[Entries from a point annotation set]
BEGIN

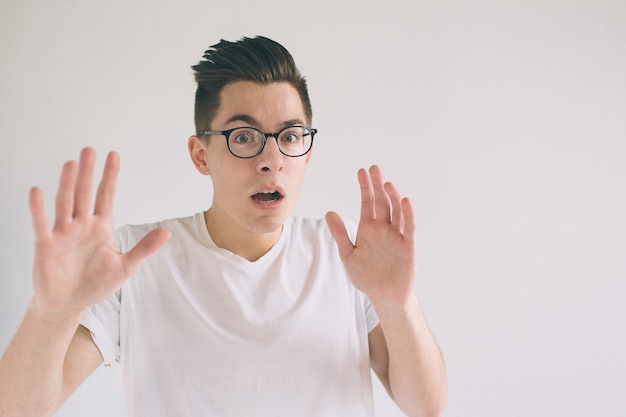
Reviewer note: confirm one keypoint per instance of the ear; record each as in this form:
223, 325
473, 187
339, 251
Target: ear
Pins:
197, 151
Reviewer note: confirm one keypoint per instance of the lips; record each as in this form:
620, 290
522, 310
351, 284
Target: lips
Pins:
267, 196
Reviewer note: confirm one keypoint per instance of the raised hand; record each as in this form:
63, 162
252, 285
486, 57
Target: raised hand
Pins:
76, 263
382, 260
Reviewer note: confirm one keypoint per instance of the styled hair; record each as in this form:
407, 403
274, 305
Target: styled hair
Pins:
258, 59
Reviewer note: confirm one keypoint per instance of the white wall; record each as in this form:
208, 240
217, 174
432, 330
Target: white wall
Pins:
505, 122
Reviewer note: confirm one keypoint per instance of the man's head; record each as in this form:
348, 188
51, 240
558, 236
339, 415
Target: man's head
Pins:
259, 59
243, 87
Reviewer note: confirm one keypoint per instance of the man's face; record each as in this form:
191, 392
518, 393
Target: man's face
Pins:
256, 194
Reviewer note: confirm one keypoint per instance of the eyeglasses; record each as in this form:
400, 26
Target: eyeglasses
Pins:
248, 142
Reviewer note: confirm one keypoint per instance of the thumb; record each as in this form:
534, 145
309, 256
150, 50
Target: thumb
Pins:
340, 234
149, 244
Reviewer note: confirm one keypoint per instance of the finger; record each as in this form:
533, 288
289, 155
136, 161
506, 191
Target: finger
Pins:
397, 217
105, 197
64, 203
408, 214
149, 244
339, 233
381, 199
368, 210
38, 214
84, 182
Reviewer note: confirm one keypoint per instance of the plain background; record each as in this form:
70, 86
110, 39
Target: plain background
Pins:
503, 121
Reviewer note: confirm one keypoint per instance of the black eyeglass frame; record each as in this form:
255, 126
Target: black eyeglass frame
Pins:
226, 134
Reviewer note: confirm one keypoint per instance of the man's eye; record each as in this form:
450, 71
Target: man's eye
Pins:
243, 138
291, 138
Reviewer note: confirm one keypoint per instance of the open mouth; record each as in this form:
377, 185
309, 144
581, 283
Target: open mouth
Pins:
268, 196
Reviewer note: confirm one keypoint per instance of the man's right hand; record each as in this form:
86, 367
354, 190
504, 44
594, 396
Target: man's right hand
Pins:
76, 263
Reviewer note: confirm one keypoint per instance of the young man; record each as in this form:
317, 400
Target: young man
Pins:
244, 310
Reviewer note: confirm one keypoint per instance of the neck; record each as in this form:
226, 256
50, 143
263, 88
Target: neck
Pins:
228, 235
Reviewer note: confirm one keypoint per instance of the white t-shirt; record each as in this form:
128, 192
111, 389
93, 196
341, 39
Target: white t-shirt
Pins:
200, 331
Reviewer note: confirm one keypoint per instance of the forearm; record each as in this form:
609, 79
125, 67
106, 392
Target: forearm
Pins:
416, 371
31, 369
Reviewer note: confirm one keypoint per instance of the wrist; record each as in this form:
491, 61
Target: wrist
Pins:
59, 318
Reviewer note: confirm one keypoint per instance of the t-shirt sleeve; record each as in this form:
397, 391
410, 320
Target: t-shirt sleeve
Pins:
103, 319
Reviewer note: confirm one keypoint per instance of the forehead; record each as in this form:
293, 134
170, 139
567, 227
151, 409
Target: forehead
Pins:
265, 106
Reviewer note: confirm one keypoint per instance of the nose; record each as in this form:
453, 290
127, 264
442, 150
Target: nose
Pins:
270, 159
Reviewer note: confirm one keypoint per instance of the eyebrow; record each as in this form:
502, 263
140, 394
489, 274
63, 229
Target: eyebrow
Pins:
253, 122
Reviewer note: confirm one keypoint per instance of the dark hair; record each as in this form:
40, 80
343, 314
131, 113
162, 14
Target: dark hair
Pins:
258, 59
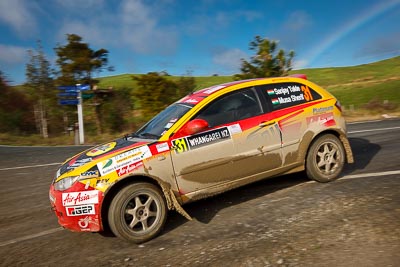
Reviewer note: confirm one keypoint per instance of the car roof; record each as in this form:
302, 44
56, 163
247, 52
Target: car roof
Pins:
196, 97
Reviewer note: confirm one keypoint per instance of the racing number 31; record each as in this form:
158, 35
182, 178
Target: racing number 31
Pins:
180, 145
307, 93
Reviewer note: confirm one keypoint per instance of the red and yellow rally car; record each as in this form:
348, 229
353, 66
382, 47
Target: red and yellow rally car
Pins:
210, 141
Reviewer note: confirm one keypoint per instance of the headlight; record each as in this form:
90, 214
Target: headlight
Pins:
65, 183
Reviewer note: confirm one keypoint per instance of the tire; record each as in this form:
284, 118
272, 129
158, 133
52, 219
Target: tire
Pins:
325, 159
138, 212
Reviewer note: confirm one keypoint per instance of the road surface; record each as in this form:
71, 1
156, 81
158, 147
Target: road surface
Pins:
284, 221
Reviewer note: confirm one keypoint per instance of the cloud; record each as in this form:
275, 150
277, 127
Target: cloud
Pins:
13, 54
387, 45
141, 29
297, 20
79, 5
300, 64
17, 14
230, 59
91, 32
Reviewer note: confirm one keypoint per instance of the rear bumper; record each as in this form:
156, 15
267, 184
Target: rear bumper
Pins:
77, 209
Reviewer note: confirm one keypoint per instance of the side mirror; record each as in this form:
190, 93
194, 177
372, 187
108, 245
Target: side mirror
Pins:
194, 126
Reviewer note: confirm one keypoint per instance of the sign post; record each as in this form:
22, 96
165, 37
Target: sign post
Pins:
80, 118
74, 97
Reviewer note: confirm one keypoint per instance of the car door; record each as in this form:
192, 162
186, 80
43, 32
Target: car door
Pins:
238, 144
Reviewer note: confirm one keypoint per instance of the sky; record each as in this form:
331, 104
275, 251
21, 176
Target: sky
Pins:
199, 37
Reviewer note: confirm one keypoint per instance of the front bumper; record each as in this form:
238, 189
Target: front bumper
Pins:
78, 208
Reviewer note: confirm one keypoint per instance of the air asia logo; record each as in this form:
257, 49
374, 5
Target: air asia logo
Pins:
101, 149
80, 210
80, 198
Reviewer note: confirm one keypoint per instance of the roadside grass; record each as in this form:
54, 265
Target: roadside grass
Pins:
369, 91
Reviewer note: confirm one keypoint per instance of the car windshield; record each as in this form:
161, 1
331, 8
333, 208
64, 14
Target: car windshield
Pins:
164, 120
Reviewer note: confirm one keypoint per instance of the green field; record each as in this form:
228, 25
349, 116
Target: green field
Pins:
365, 91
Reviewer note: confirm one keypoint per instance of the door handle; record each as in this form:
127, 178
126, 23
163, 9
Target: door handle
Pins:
266, 123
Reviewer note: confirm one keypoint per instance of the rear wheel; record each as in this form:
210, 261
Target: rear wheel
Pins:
138, 212
325, 159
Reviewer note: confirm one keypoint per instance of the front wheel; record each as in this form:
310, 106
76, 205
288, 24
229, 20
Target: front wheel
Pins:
138, 212
325, 159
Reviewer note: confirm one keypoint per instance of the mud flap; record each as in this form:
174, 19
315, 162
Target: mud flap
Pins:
173, 203
347, 148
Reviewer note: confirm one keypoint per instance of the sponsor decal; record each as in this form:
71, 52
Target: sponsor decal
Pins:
106, 166
162, 147
275, 101
80, 198
124, 159
213, 89
102, 182
191, 100
201, 139
101, 149
169, 125
85, 222
80, 210
128, 169
235, 128
290, 94
89, 174
325, 119
322, 110
78, 163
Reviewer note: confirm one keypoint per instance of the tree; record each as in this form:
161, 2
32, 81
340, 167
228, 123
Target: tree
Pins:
15, 110
77, 61
155, 92
268, 62
40, 83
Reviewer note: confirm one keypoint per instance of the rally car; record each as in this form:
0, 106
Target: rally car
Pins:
210, 141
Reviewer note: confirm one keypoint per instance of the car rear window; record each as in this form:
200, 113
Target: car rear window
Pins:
284, 95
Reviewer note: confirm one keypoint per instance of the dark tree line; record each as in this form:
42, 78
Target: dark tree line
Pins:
34, 108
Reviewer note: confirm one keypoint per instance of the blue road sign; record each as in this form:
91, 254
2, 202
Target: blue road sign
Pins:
68, 101
83, 87
74, 88
68, 88
68, 94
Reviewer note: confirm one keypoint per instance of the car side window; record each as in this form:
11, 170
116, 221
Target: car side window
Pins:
284, 95
229, 108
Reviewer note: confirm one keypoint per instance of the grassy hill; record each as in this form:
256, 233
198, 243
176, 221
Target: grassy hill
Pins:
356, 86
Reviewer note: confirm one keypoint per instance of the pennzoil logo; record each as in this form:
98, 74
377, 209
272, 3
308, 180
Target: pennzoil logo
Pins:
80, 210
101, 149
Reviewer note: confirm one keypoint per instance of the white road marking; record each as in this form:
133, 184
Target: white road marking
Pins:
363, 175
30, 166
16, 240
374, 130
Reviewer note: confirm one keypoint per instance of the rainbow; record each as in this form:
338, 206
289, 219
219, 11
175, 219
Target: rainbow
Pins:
350, 26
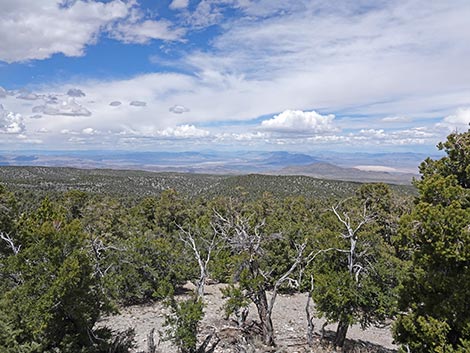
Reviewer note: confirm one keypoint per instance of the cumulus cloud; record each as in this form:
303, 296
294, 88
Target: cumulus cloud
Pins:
3, 92
75, 92
10, 122
138, 103
183, 131
137, 29
38, 29
395, 119
67, 107
458, 121
29, 96
300, 122
178, 109
89, 131
179, 4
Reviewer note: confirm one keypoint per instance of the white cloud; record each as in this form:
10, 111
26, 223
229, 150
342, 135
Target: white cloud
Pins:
10, 122
300, 122
395, 119
29, 96
178, 109
138, 103
459, 121
183, 131
89, 131
143, 32
40, 28
179, 4
75, 92
68, 107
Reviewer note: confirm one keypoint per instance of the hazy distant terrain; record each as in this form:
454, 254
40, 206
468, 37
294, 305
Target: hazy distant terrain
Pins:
395, 168
135, 183
331, 171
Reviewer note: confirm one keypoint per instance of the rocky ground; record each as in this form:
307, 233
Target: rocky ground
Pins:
289, 321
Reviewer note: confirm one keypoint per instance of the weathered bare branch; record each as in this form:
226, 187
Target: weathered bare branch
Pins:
11, 244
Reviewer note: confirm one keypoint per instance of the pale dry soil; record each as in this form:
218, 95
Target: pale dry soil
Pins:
289, 320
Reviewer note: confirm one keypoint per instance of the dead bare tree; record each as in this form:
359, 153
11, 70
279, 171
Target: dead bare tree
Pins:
246, 237
355, 264
202, 250
10, 242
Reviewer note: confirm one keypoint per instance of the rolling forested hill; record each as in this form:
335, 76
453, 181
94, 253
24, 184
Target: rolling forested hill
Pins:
131, 183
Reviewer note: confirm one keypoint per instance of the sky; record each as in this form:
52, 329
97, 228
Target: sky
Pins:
185, 75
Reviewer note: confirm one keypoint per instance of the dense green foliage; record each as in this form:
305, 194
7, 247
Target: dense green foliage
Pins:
182, 323
356, 278
436, 238
343, 242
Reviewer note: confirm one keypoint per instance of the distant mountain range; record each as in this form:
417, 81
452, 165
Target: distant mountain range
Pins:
397, 168
329, 171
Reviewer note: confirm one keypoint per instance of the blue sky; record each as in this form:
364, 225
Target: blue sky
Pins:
150, 75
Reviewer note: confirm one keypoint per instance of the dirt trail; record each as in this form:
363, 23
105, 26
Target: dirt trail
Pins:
289, 321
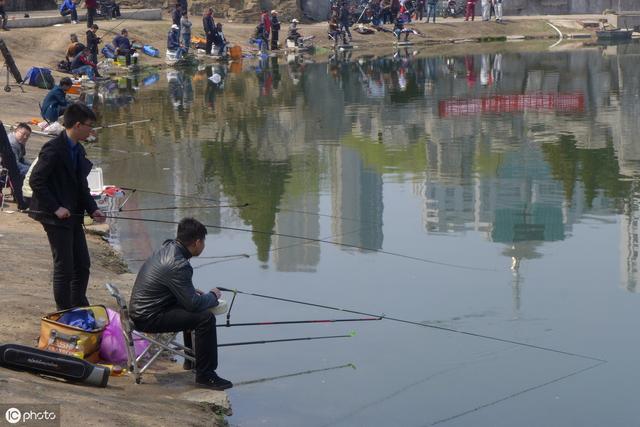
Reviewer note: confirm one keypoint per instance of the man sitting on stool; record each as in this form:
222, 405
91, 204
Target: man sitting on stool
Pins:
18, 140
163, 299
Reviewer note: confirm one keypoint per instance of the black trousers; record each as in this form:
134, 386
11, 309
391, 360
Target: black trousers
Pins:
71, 264
177, 319
209, 44
72, 12
91, 15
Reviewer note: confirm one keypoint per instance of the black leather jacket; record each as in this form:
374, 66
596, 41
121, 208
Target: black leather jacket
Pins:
164, 281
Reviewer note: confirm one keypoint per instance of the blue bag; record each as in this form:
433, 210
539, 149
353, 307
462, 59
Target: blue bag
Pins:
40, 77
109, 51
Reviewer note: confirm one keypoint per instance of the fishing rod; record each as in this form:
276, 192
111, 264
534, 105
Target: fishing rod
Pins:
122, 21
308, 239
299, 322
411, 322
311, 239
349, 335
162, 193
168, 208
188, 196
276, 249
135, 122
296, 374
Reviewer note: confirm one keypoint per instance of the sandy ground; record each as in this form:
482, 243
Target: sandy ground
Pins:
25, 275
27, 295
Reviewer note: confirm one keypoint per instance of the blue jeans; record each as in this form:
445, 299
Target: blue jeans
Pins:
85, 69
431, 11
186, 40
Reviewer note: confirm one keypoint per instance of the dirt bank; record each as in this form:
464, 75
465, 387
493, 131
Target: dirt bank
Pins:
27, 295
46, 46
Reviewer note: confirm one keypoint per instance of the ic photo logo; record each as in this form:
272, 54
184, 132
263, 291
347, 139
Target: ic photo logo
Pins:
13, 415
31, 415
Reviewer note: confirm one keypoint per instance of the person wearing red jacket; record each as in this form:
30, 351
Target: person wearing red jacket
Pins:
81, 64
470, 12
91, 5
265, 20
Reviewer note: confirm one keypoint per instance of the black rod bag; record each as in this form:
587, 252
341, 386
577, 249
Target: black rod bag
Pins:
43, 362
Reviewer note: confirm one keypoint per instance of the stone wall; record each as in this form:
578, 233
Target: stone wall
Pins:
20, 5
248, 10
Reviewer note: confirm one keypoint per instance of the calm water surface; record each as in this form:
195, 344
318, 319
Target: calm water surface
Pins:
509, 178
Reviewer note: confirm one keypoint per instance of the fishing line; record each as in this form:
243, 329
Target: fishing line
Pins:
300, 322
311, 371
276, 249
162, 193
511, 396
325, 337
311, 239
168, 208
410, 322
239, 256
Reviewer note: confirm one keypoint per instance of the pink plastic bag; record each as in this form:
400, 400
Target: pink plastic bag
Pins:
113, 348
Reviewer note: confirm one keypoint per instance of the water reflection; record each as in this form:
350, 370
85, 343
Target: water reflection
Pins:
518, 147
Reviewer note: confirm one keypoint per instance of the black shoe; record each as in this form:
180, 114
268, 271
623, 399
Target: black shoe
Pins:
214, 382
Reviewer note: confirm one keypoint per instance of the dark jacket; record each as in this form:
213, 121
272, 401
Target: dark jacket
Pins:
173, 40
81, 60
176, 16
121, 42
55, 99
93, 41
164, 281
275, 24
57, 183
208, 25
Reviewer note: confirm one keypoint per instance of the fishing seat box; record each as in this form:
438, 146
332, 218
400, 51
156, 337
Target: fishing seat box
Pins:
70, 340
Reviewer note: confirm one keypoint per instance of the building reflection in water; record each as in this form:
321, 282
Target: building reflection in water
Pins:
519, 147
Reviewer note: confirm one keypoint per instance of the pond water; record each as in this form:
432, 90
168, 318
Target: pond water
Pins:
490, 194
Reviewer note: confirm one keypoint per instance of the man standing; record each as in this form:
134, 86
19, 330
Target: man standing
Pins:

END

Exercise prompt >> Everything from the line containing "Reviewer note: confirm one keypoint per instance of the pink" through the final line of the listing, inclusive, must be reproduced exactly; leave out the rest.

Output for this exercise >>
Reviewer note: confirm one keypoint per instance of the pink plastic bag; record each as in this form:
400, 400
Target: pink plastic bag
Pins:
113, 348
Reviewer note: confirm one keypoint per instance of the water reflection; record each as in this form:
350, 370
85, 343
Target: water reflection
Pins:
518, 147
Reviewer note: confirm one keypoint per instance of the black shoe; record each as in this form:
180, 114
268, 271
623, 399
Target: black shoe
Pins:
214, 382
Reviewer note: confirm one keypoint per instance of the dark jacket; record each as in this form:
213, 121
272, 401
Target: dark jacket
Pins:
173, 40
81, 60
176, 16
121, 42
55, 99
93, 41
164, 281
275, 24
57, 183
208, 25
Reviewer note: confirm one keypoint per instance of the fishing seat box; record each as in this form:
438, 146
332, 218
400, 51
156, 337
Target: fishing seat box
Pins:
70, 340
Reviewer note: confirm one keypoint per instance of the building reflection in water; record each as in this form:
321, 282
Target: building reflection in water
Pins:
519, 147
Reviewer note: confirm one keypoint per instance of the pond water; record each as in this form:
432, 90
168, 318
Target: pond water
Pins:
490, 194
Reviewer note: confirm one keypoint per instance of the man standing; record each as in this form:
134, 86
19, 330
Target: man standing
Pins:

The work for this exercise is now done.